* [GIVEN EXERCISE]: Print out the entries below with no edits.

* [EXERCISE DATA]:
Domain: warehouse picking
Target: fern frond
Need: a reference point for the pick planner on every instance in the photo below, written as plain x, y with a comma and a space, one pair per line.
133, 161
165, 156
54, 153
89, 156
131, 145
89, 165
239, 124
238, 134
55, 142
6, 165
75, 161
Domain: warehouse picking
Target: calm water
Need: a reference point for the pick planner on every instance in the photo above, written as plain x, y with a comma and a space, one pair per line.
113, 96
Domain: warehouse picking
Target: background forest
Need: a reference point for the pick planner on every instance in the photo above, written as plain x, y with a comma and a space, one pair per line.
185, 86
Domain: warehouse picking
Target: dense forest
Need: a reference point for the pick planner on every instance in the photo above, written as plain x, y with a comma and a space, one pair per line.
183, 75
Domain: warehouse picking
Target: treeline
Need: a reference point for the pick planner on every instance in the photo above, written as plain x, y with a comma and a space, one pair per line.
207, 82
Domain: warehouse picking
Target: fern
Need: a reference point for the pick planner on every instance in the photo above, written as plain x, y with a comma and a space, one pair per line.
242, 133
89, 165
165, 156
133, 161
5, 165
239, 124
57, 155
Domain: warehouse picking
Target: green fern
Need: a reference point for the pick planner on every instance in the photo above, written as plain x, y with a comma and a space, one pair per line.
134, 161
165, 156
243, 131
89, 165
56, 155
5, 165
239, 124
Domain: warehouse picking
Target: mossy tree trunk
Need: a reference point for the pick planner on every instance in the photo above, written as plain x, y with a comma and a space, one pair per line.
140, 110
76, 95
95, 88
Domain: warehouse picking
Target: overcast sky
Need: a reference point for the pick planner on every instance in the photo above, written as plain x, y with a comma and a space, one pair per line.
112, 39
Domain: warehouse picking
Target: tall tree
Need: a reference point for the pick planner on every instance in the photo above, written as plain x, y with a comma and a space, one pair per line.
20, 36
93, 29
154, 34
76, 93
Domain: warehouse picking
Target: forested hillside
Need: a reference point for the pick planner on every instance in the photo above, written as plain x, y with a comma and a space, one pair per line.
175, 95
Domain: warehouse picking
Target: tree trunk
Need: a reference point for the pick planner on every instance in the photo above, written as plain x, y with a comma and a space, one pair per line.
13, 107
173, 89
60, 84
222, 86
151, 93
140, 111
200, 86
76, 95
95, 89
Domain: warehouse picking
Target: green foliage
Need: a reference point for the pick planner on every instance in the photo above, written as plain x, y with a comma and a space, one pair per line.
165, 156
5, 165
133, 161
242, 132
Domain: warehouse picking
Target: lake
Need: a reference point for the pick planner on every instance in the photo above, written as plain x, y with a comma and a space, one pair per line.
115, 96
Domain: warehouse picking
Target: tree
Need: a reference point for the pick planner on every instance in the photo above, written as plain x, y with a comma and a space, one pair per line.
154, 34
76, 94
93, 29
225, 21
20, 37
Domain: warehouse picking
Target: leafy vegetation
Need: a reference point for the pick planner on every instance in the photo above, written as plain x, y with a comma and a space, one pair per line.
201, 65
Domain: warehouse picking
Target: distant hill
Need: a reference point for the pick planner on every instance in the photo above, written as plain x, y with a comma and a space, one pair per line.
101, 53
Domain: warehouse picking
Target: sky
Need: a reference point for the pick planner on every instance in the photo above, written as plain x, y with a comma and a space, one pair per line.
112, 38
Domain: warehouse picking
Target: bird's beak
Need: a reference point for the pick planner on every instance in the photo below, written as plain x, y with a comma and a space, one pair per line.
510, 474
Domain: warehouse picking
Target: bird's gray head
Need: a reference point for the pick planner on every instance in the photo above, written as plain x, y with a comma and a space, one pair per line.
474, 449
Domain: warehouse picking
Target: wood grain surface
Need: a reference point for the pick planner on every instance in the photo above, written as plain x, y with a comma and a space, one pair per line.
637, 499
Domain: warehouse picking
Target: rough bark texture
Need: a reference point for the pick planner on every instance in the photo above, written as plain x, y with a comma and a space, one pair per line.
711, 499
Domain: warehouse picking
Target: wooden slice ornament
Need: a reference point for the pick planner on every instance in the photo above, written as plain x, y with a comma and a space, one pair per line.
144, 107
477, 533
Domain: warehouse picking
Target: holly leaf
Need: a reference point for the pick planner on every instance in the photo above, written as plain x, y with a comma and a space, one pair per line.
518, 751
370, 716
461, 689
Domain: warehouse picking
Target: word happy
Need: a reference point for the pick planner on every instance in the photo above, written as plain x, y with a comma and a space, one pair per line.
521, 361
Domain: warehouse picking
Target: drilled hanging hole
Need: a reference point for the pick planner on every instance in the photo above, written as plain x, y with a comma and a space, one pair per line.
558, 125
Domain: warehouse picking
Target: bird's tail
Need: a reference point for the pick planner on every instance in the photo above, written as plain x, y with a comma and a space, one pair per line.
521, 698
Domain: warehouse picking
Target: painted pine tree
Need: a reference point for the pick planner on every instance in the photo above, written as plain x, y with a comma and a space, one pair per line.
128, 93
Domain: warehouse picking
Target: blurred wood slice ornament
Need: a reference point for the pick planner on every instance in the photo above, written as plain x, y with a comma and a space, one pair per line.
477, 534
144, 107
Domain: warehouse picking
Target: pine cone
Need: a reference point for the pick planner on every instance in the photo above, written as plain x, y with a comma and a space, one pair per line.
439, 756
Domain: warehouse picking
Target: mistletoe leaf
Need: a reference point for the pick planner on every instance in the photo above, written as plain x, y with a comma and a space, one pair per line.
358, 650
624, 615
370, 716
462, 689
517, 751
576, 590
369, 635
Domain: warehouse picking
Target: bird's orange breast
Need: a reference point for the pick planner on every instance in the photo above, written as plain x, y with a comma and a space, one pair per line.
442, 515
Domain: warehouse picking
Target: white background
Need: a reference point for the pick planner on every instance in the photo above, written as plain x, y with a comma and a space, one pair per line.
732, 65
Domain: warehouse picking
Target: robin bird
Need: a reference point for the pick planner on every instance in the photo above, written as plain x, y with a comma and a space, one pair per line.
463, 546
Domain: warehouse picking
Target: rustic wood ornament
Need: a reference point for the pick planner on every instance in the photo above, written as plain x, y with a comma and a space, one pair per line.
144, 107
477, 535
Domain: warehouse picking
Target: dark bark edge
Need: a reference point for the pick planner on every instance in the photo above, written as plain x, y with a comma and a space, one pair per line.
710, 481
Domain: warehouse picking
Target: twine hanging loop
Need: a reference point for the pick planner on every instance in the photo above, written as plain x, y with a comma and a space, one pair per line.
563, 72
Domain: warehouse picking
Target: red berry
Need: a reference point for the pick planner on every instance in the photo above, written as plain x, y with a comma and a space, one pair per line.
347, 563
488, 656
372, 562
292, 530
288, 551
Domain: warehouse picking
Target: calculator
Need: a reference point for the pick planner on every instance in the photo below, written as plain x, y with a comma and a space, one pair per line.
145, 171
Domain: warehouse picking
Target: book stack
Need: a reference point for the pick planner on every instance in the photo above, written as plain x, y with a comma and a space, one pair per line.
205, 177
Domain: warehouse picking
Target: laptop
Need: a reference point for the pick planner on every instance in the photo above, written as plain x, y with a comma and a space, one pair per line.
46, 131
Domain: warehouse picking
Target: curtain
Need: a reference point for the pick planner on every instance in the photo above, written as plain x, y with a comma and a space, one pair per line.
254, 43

* [WRITTEN REPLY]:
Domain: warehouse picking
Target: fern frond
Need: a reference point for the pick planner on every instance in the photo below, written as plain x, y with a comma and a space, one pair per line.
133, 161
165, 156
54, 153
89, 156
131, 145
89, 165
239, 124
238, 134
55, 142
6, 165
75, 161
Domain: warehouse picking
Target: calm water
Need: a reference point for the pick planner on every instance in the photo above, written as plain x, y with a comma and a space, one pair per line.
113, 96
Domain: warehouse picking
Target: background forest
Need: a reference point for the pick planner on every instance in the photo above, written as plain x, y with a comma and a space, one pair per line.
185, 86
Domain: warehouse picking
Target: dense forest
Need: a reference point for the pick planner on every instance in the photo above, written as plain x, y with a comma and a space, one pair per line.
183, 75
Domain: warehouse picking
Target: treeline
Need: a reference point for the pick planner on every instance in the photo above, written as plain x, y with a comma and a space, one pair per line.
207, 82
Domain: warehouse picking
Target: fern
Need: a reference point for the pick planner on every instance in the photo above, written as plain x, y with a comma and a space, one pair per line.
242, 133
89, 165
165, 156
133, 161
5, 165
239, 124
57, 155
Domain: warehouse picking
Target: green fern
Need: a reference point for the pick planner on every instance in the photo above, written as plain x, y with a comma and a space, one pair per line.
134, 161
165, 156
243, 131
89, 165
56, 155
5, 165
239, 124
Domain: warehouse picking
Target: mossy tree trunk
Need: a reference point for the pick planner on every instance in the photo above, written as plain x, y with a comma and a space, one pair per line.
140, 110
76, 95
95, 88
Domain: warehouse picking
Target: overcast sky
Need: a reference point for the pick planner on every instance in the photo above, written as plain x, y with a comma and a space, one pair per line.
112, 39
Domain: warehouse picking
Target: tall tree
Need: a reference point for the pick planner on every instance in the photo above, written as plain x, y with a comma and a space, one pair per line.
20, 36
93, 29
154, 34
76, 93
Domain: warehouse picking
Target: forested hillside
Need: a reference point for the pick planner on every instance in the photo above, written as plain x, y with a comma and a space, one pair per line.
175, 95
Domain: warehouse picking
Target: tree trunk
Need: a reference point for the pick planner on every instance in the photo above, written as plain x, y with a comma and a space, one pair per line.
13, 107
173, 89
60, 84
222, 86
151, 93
140, 111
200, 86
76, 95
95, 89
Domain: warehouse picking
Target: green foliage
Need: a reference point for the pick planner on every instance in the photo above, written as plain x, y with a comma and a space, one pair per line.
165, 156
5, 165
133, 161
242, 132
Domain: warehouse picking
Target: lake
Need: a reference point for the pick planner on every instance in the photo above, written as plain x, y with a comma and a space, one pair per line.
115, 96
Domain: warehouse picking
Target: tree
Need: a reference point for the pick planner on every instance in the photo above, written as plain x, y with a comma and a space, one pair per line.
154, 34
76, 94
93, 29
225, 21
20, 37
Domain: warehouse picking
Target: leafy vegetation
Need: a reference point for the pick planner on every instance in the photo above, written as plain x, y with a comma and a space, one pair per line.
201, 65
Domain: warehouse picking
Target: distant hill
Need: a reference point for the pick planner on every instance in the photo above, written as plain x, y with a comma and a space, one pair per line.
101, 53
Domain: warehouse picking
Target: sky
Need: a reference point for the pick planner on every instance in the photo above, written as plain x, y with a comma and a space, one pair per line.
112, 38
Domain: warehouse picking
Target: bird's beak
Need: a reference point for the pick planner on every instance in the photo below, written as plain x, y with a comma and a space, one pair per line.
510, 474
Domain: warehouse picking
Target: bird's gray head
Need: a reference point for the pick planner on every instance in the photo above, written as plain x, y with a comma and a space, one pair per line.
474, 449
Domain: warehouse picking
Target: wood grain surface
Need: a reference point for the pick planner on every instance in the photo above, written as plain x, y with a comma and a space, one pair per line.
637, 499
Domain: warehouse picking
Target: rough bark texture
Need: a reference point for the pick planner on every instance in the photo above, written as plain x, y with a comma and a space, one pair per line.
711, 499
Domain: warehouse picking
Target: wooden slice ornament
Need: a reference point for the pick planner on every instance in the photo above, written as plain x, y with a comma and a space, one pair per line.
144, 107
477, 533
Domain: warehouse picking
Target: holly leaf
Need: a reference point for the pick planner on every instance in the photo above, written as plain x, y with a comma and a space, one pair per line.
518, 751
370, 716
461, 689
Domain: warehouse picking
Target: word happy
Need: a reference point for the pick planner on every instance in the photo above, written as plain x, y with a comma and a space, one pair per line.
521, 361
Domain: warehouse picking
Target: drilled hanging hole
Need: a reference point for the pick planner on every instance in the photo above, written as plain x, y with a comma and a space, one pair per line.
558, 125
Domain: warehouse picking
Target: bird's tail
Need: a reference point for the pick planner on every instance in the photo above, written as plain x, y with a comma and a space, one pair per line.
521, 698
Domain: warehouse picking
Target: painted pine tree
Need: a reference point for the pick planner on every instance in the photo above, written as plain x, y with a comma and a space, one pair per line.
128, 93
Domain: warehouse picking
Target: blurred wood slice ornament
Need: a reference point for the pick planner on every instance in the photo above, written as plain x, y with a comma and a space, one pair per line.
477, 534
144, 107
Domain: warehouse picking
Target: pine cone
Need: a reference point for the pick planner on every instance in the photo above, written as plain x, y with a comma and a space, one pair per line.
439, 756
Domain: warehouse picking
Target: mistletoe leaf
Need: a reference point for the pick planner on every instance in the photo above, written as plain x, y with a comma and a space, one pair per line.
358, 650
624, 615
370, 716
462, 689
517, 751
576, 590
369, 635
Domain: warehouse picking
Target: bird's orange breast
Need: a reference point for the pick planner on every instance in the photo above, written as plain x, y with a comma and a space, one pair per line.
442, 515
Domain: warehouse picking
Target: white background
Need: a reference point for the pick planner on every instance in the photo above, written as plain x, y with a comma and a space, one pair per line.
732, 65
Domain: warehouse picking
Target: robin bird
Need: a reference point for the pick planner on every instance in the photo above, written as plain x, y with a comma and a space, one pair per line.
463, 546
Domain: warehouse picking
Target: rustic wood ornament
Need: a reference point for the pick planner on every instance in the photo above, written as plain x, y with a comma and a space, one pair per line.
144, 107
477, 535
Domain: warehouse picking
Target: dark bark edge
Need: a reference point for the pick planner on every instance in the photo above, written as plain x, y with a comma and a space, one pair per line.
710, 481
Domain: warehouse picking
Target: twine hanging loop
Need: a reference point for the pick planner on every instance in the photo above, written as plain x, y with a comma and a space, one pair per line.
563, 72
Domain: warehouse picking
Target: red berry
Need: a reference point for the pick planner on every instance in the photo above, written as plain x, y with a comma and a space, one pair per line.
347, 563
488, 656
372, 562
292, 530
288, 551
Domain: warehouse picking
Target: calculator
Need: a reference point for the pick planner on every instance in the photo below, written as plain x, y with a comma and a space, one pair per line.
145, 171
Domain: warehouse picking
Target: book stack
Need: a reference point for the pick planner on every instance in the photo above, written as plain x, y with a comma and a space, one pair per line.
205, 177
Domain: warehouse picking
Target: laptop
Need: a reference point for the pick planner on every instance in the photo above, written as plain x, y with a comma and a space, one pair per line.
46, 131
Domain: warehouse picking
Target: curtain
Need: a reference point for the pick planner on every instance in the photo above, written as plain x, y with a comma and a space, one pair per line.
254, 43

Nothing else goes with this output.